- **What to do**
Rewrite each item below, replacing "sample" with "example" and keeping everything else the same. Leave the pictures out of your answer.

[Dataset entries]
%%
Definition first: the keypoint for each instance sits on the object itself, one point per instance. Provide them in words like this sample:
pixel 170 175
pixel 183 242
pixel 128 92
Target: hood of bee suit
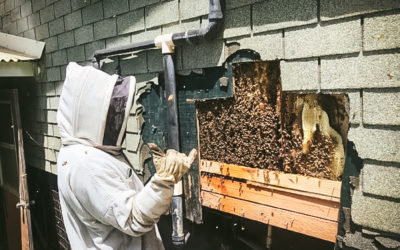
%%
- **Exercise response**
Definition first: the keypoint for each instance sits on the object itself, one point per instance. Provide them in words like this example:
pixel 170 175
pixel 183 242
pixel 128 92
Target: hood of bee suit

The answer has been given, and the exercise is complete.